● AIM OF THE TASK:
State how many lines of the records below contain the word "each", with case significant, and give only that number.

● INPUT:
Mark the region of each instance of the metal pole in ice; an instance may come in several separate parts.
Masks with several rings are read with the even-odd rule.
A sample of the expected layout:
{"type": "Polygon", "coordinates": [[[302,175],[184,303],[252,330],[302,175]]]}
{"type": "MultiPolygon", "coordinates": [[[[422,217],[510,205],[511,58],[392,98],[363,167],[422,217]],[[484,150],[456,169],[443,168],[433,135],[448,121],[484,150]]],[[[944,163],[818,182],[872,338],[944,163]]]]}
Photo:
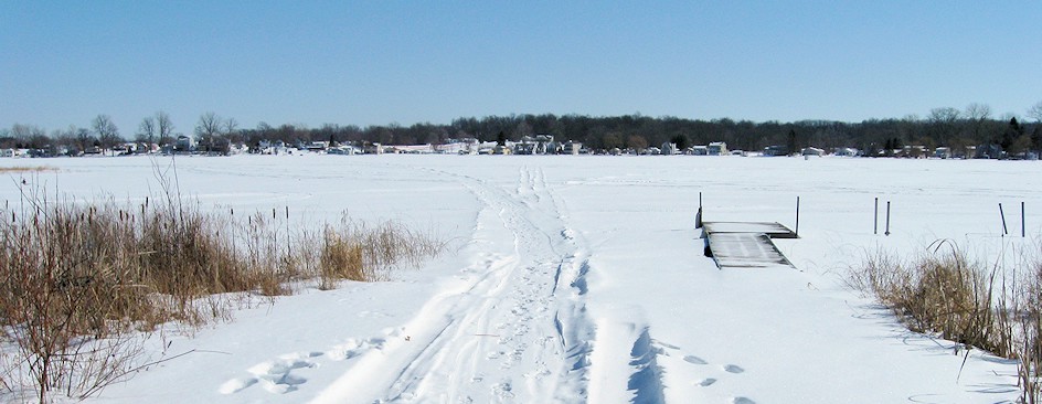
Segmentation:
{"type": "Polygon", "coordinates": [[[1002,236],[1006,237],[1009,230],[1006,228],[1006,212],[1002,212],[1002,202],[999,202],[999,216],[1002,217],[1002,236]]]}
{"type": "Polygon", "coordinates": [[[879,234],[879,196],[875,196],[875,214],[872,217],[872,234],[879,234]]]}
{"type": "Polygon", "coordinates": [[[890,201],[886,201],[886,232],[884,235],[890,235],[890,201]]]}
{"type": "Polygon", "coordinates": [[[796,236],[799,237],[799,196],[796,196],[796,236]]]}

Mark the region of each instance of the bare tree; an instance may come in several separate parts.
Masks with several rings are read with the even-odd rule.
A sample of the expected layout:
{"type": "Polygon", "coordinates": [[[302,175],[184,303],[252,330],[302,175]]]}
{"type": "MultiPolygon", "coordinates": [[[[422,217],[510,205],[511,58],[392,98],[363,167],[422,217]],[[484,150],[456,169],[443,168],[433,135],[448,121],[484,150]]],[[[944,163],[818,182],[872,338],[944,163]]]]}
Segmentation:
{"type": "Polygon", "coordinates": [[[169,143],[173,136],[173,121],[170,115],[161,110],[156,113],[156,135],[159,136],[160,145],[169,143]]]}
{"type": "Polygon", "coordinates": [[[221,134],[221,117],[214,113],[205,113],[199,117],[195,124],[195,137],[200,143],[206,145],[206,151],[213,151],[214,137],[221,134]]]}
{"type": "Polygon", "coordinates": [[[991,107],[986,104],[974,103],[966,106],[965,114],[966,120],[969,124],[969,128],[974,134],[974,139],[980,140],[981,131],[983,131],[988,120],[991,119],[991,107]]]}
{"type": "Polygon", "coordinates": [[[113,146],[123,141],[123,138],[119,136],[119,128],[116,127],[116,124],[113,123],[113,118],[108,115],[98,115],[91,123],[91,127],[94,129],[94,132],[98,136],[98,142],[105,149],[111,148],[113,146]]]}
{"type": "Polygon", "coordinates": [[[138,125],[137,137],[139,141],[147,141],[148,147],[152,147],[152,142],[156,141],[156,119],[150,116],[141,119],[141,124],[138,125]]]}
{"type": "Polygon", "coordinates": [[[929,123],[932,135],[939,145],[947,145],[948,140],[955,136],[956,124],[959,120],[959,110],[951,107],[934,108],[929,110],[929,123]]]}
{"type": "Polygon", "coordinates": [[[1035,105],[1032,105],[1031,108],[1028,108],[1028,116],[1034,119],[1036,123],[1042,123],[1042,102],[1039,102],[1035,105]]]}

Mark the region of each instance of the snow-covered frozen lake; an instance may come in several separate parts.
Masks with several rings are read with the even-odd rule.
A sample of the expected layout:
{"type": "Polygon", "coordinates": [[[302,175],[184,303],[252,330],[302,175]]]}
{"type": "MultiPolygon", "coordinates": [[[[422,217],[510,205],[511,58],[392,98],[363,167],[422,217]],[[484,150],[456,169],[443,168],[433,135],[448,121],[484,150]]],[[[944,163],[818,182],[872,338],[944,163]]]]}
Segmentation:
{"type": "MultiPolygon", "coordinates": [[[[169,158],[8,159],[0,180],[139,201],[169,158]]],[[[905,331],[843,284],[878,248],[1038,245],[1038,162],[741,157],[178,157],[205,208],[393,219],[450,241],[395,279],[235,313],[102,403],[996,403],[1016,365],[905,331]],[[694,216],[796,225],[797,269],[720,270],[694,216]],[[873,206],[879,199],[878,234],[873,206]],[[889,236],[885,205],[891,203],[889,236]],[[1021,238],[1021,202],[1027,238],[1021,238]],[[999,203],[1009,236],[1002,237],[999,203]]],[[[1038,249],[1038,248],[1035,248],[1038,249]]]]}

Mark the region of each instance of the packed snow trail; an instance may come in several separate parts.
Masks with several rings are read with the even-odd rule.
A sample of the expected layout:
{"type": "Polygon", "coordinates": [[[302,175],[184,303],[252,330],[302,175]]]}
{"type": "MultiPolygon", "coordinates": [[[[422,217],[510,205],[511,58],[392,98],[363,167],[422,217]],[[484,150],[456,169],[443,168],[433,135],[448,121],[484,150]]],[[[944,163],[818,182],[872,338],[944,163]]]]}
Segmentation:
{"type": "Polygon", "coordinates": [[[521,168],[511,191],[428,171],[456,177],[485,204],[461,252],[475,264],[313,402],[584,402],[588,262],[542,170],[521,168]]]}

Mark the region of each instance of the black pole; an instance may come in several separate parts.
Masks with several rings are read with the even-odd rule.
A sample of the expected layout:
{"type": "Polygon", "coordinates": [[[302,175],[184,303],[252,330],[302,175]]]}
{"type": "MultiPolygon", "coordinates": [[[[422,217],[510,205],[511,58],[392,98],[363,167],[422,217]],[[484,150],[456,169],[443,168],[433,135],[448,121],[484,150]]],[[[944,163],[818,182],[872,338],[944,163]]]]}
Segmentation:
{"type": "Polygon", "coordinates": [[[796,196],[796,236],[799,237],[799,196],[796,196]]]}
{"type": "Polygon", "coordinates": [[[890,235],[890,201],[886,201],[886,232],[884,235],[890,235]]]}
{"type": "Polygon", "coordinates": [[[875,196],[875,214],[872,217],[872,234],[879,234],[879,196],[875,196]]]}
{"type": "Polygon", "coordinates": [[[1009,234],[1009,230],[1006,228],[1006,212],[1002,211],[1002,202],[999,202],[999,216],[1002,217],[1002,236],[1006,237],[1009,234]]]}

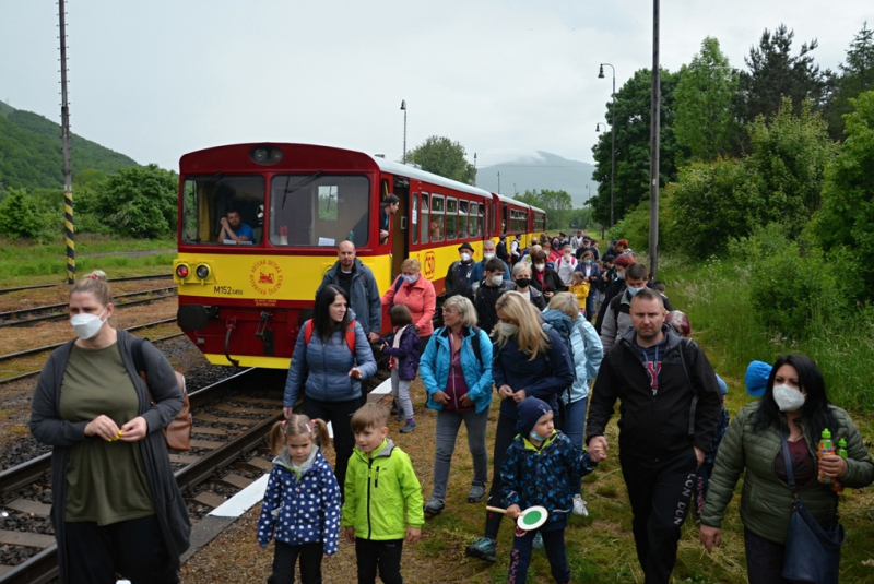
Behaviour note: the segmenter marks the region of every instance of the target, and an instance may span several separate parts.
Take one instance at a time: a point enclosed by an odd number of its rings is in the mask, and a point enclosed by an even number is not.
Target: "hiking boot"
[[[574,496],[574,514],[581,515],[583,517],[589,516],[589,510],[586,509],[586,501],[583,501],[582,497],[579,494]]]
[[[423,508],[423,511],[428,515],[439,515],[446,509],[446,503],[444,503],[442,499],[435,499],[434,497],[430,498],[428,504]]]
[[[485,499],[485,486],[471,485],[471,492],[468,493],[468,502],[479,503],[483,499]]]
[[[464,555],[486,562],[494,562],[497,560],[495,540],[491,537],[477,537],[473,540],[473,544],[468,546]]]

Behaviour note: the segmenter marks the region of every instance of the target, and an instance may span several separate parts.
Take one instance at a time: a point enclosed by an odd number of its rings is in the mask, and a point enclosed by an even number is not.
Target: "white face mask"
[[[500,323],[500,335],[501,336],[512,336],[517,332],[519,332],[519,326],[516,324],[510,324],[508,322]]]
[[[103,312],[99,314],[74,314],[70,318],[70,324],[73,325],[73,331],[79,338],[83,341],[87,341],[88,338],[94,338],[97,336],[97,333],[101,332],[101,327],[103,323],[106,322],[101,320],[103,313],[106,312],[106,309],[103,309]]]
[[[806,398],[806,395],[792,385],[773,386],[773,401],[777,402],[780,412],[796,412],[801,409]]]

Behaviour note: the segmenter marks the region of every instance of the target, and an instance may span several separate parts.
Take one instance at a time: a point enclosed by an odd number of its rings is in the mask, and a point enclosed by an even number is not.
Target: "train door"
[[[391,227],[391,281],[401,273],[401,264],[410,257],[410,179],[394,177],[394,194],[401,200]]]

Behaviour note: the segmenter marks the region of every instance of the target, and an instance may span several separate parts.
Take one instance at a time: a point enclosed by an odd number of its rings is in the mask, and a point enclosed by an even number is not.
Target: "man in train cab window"
[[[459,259],[446,271],[446,297],[463,295],[470,287],[473,273],[473,248],[466,241],[458,247]]]
[[[504,248],[504,254],[507,254],[507,248]],[[480,285],[480,281],[483,279],[483,275],[485,274],[485,264],[492,258],[497,255],[497,248],[495,247],[495,242],[491,239],[486,239],[483,241],[483,259],[473,266],[473,271],[471,271],[471,287],[468,288],[468,297],[473,298],[474,293],[476,293],[476,287]],[[507,266],[507,262],[504,258],[497,257],[496,258],[500,263],[504,264],[504,282],[510,282],[510,269]],[[491,330],[491,329],[489,329]]]
[[[355,243],[352,241],[341,241],[336,247],[336,255],[339,260],[324,273],[316,296],[328,284],[343,288],[364,334],[370,343],[377,343],[382,331],[382,302],[374,273],[355,257]]]
[[[239,211],[232,208],[227,214],[222,217],[220,222],[222,230],[218,231],[220,241],[252,241],[255,240],[255,231],[251,227],[243,223],[239,216]]]
[[[398,213],[401,206],[401,200],[397,194],[389,194],[379,204],[381,213],[379,214],[379,240],[385,243],[389,238],[389,230],[391,227],[391,216]]]

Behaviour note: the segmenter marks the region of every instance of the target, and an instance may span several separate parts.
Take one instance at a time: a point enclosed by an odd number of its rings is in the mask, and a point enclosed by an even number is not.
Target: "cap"
[[[519,421],[516,422],[516,431],[528,438],[534,426],[546,414],[551,414],[553,408],[543,400],[536,397],[525,397],[517,406],[519,413]]]
[[[746,367],[746,393],[753,397],[761,397],[768,386],[768,378],[771,374],[770,365],[763,361],[753,361]]]

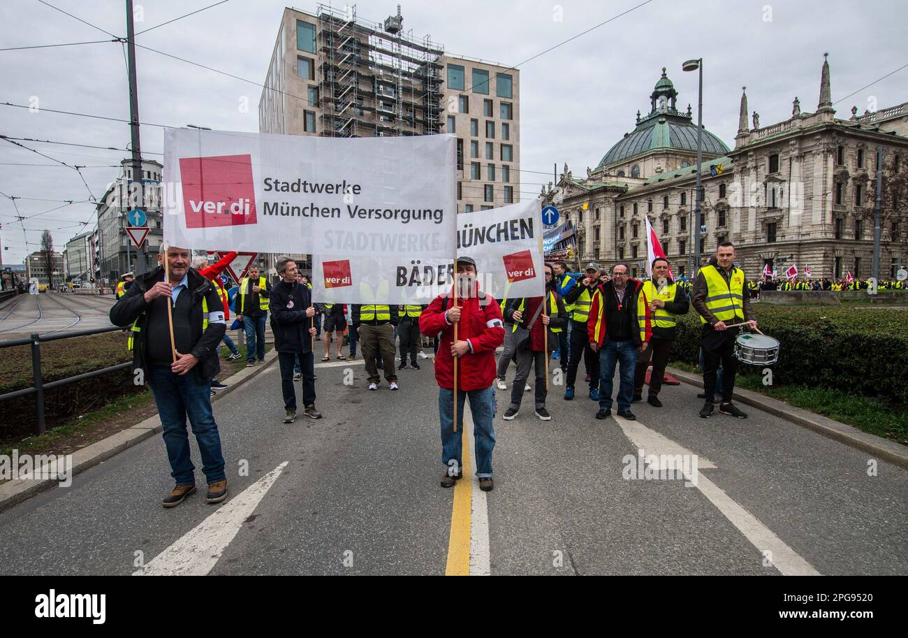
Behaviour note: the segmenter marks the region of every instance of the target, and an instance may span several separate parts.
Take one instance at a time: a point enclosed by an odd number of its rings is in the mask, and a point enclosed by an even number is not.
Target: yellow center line
[[[466,404],[466,402],[464,402]],[[464,405],[466,408],[466,404]],[[446,576],[469,575],[469,530],[470,514],[473,511],[473,491],[469,464],[469,439],[465,427],[461,427],[463,437],[463,478],[454,483],[454,506],[451,509],[451,533],[448,539],[448,565]]]

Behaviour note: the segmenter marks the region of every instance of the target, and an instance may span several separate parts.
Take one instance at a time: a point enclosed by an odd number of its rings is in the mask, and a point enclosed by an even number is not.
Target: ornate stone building
[[[706,229],[704,259],[733,241],[751,276],[766,264],[807,265],[814,277],[870,276],[876,147],[884,147],[886,168],[908,159],[908,137],[899,135],[908,112],[904,105],[863,116],[853,110],[841,120],[830,95],[826,61],[814,113],[803,113],[795,97],[788,120],[760,126],[742,93],[734,150],[703,131],[703,204],[694,220],[696,125],[689,106],[686,114],[676,109],[677,92],[663,69],[650,114],[637,115],[635,130],[586,179],[565,166],[555,201],[577,229],[577,260],[627,261],[632,273],[644,272],[647,216],[677,274],[692,272],[698,221]],[[884,221],[882,277],[908,259],[903,244],[893,241],[900,232]]]

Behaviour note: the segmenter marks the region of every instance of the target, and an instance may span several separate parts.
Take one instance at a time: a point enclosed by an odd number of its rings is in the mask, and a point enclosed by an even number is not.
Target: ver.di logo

● COMPLETED EXERCISE:
5